[Referring expression pointing data]
▼▼▼
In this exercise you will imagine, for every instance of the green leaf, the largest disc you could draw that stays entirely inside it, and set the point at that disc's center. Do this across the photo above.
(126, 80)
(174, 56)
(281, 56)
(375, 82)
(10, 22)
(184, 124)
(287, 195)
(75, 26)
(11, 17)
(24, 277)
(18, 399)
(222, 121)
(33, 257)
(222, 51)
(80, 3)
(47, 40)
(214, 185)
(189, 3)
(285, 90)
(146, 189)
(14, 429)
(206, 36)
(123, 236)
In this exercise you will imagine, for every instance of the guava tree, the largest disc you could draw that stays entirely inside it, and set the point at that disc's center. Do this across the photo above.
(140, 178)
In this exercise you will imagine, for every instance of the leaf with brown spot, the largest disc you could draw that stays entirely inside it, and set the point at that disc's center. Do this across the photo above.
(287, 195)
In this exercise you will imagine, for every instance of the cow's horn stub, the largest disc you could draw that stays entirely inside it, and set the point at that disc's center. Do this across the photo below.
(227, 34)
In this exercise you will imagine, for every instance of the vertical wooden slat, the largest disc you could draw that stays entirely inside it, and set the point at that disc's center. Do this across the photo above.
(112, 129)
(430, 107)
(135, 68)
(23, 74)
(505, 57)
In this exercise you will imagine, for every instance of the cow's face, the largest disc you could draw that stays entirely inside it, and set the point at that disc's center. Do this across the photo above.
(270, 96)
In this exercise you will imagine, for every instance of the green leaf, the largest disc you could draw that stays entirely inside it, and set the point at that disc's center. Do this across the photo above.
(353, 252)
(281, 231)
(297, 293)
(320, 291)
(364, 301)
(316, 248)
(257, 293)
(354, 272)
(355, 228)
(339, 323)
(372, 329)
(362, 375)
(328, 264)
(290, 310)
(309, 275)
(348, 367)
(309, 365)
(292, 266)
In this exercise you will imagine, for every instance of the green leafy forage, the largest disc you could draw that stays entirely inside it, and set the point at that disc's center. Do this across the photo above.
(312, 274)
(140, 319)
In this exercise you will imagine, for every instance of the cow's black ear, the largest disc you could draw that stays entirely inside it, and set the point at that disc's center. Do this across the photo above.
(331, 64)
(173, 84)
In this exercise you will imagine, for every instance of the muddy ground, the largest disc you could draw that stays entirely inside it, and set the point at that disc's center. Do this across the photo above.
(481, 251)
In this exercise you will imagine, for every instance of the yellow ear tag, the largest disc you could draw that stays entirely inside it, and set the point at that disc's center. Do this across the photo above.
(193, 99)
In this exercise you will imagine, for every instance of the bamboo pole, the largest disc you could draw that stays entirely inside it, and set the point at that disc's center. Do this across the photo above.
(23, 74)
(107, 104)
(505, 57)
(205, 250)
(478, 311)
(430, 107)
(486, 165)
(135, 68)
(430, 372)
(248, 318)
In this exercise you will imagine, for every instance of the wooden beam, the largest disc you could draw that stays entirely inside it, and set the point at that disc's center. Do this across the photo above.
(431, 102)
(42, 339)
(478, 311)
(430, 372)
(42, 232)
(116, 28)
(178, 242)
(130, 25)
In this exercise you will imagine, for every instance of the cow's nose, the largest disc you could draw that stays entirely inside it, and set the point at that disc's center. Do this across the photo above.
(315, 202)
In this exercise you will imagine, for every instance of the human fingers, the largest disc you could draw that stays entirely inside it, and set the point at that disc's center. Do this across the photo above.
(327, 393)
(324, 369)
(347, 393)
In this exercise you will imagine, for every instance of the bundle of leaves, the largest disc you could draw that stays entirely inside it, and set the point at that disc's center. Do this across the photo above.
▲▲▲
WORK TO COMPLETE: The answer is the data above, retyped exactly in full.

TASK RESPONSE:
In this exercise you will imagine, for every instance of the green leaf, the largest disc you could draw that stays entirely inside it, and set the point at that disc's center. Do this across the photo above.
(126, 80)
(174, 56)
(281, 56)
(375, 82)
(10, 22)
(184, 124)
(287, 195)
(75, 26)
(11, 17)
(24, 277)
(18, 399)
(222, 121)
(33, 257)
(222, 51)
(80, 3)
(47, 40)
(214, 185)
(189, 3)
(285, 90)
(146, 189)
(14, 429)
(206, 36)
(123, 236)
In this exercise you will imagine, for every instance of the guava tree, the largest disc you could draw that stays entirely inside it, and set the point at that disc's center. Do this across the photo above.
(140, 178)
In this exercise you will imagine, for every instance of the leaf with brown spot, the largest disc you could draw that stays entirely inside it, and set the point at that disc's center. Do this across the photo above.
(287, 195)
In this exercise you will imagine, for every instance of the cow's horn stub, the largest disc you could draw that stays entirely inside it, and set the point at that disc's center. Do this across the photo below.
(227, 34)
In this exercise you will imagine, for every instance of the vertical wooden slat, the largest disc you could draw that stays entirely inside it, and set the point at that disc's center. Do this across the photo above.
(112, 129)
(430, 107)
(135, 68)
(23, 74)
(505, 57)
In this exercise you will imagine, for every instance of the cow's face, the largest disc you could draw that stays entirely inside it, and set the point at that disc's center. Do this across the photo above.
(270, 96)
In this exercise you will imagine, for every instance of the green leaf, the largest disc you could draw that stays entirely inside it, and set the point at that disc's center. Do this across the photo above.
(353, 252)
(281, 231)
(297, 293)
(320, 291)
(364, 301)
(316, 248)
(257, 293)
(354, 272)
(355, 228)
(339, 323)
(372, 329)
(362, 375)
(328, 264)
(290, 310)
(309, 275)
(348, 367)
(309, 365)
(292, 266)
In this exercise you will imagine, for every instance of the green leafy forage, the largest disc you could draw that stays entirely inside it, and set the point at that disc's center. Do this across the photo above.
(312, 274)
(140, 319)
In this exercise you will imagine, for every instance of the cow's black ear, the largest disc you could draw that stays entirely inside it, and set the point at that disc's center. Do this across the photo above.
(331, 64)
(173, 84)
In this exercise you will imagine, for every instance of the muddy ground, the largest disc you could draw that stays entirely inside it, and set the point at that disc's center. Do this across the photo above.
(481, 251)
In this exercise you will imagine, for every instance of the yellow ear tag, the largest disc you could draw that stays entirely inside it, and set the point at that disc's center. Do this across the photo above.
(193, 99)
In this exercise you will imagine, for every instance of the bamboo pole, the largest disc you could draw that stays entirely inside it, and set the point at that disc's center. Do this across the photo above.
(23, 74)
(107, 104)
(505, 57)
(205, 250)
(478, 311)
(430, 107)
(486, 165)
(135, 68)
(430, 372)
(248, 318)
In this exercise you will imagine, for every instance of the wooden beam, the largest disc you could draw that stays entirely inside it, and set the point at that disc's center. Do this across the photo above.
(431, 102)
(42, 339)
(478, 311)
(430, 372)
(42, 232)
(116, 28)
(178, 242)
(130, 25)
In this exercise you will imagine, for every instance of the cow's nose, the largest disc you could draw that stays entirely inside it, and set the point at that disc's center. Do this across the photo above.
(315, 202)
In this exercise you will imagine, for every instance of the human fingers, the largest disc you could draw that stays entirely inside it, and set the point at that disc's center. Do this across the photo above.
(327, 393)
(324, 369)
(347, 393)
In this exercise you will imagine, for every instance of the bundle of leaves, the largest disc you could draw that stays entirely inside it, and set the point at that disc's center. Do this across the photo above.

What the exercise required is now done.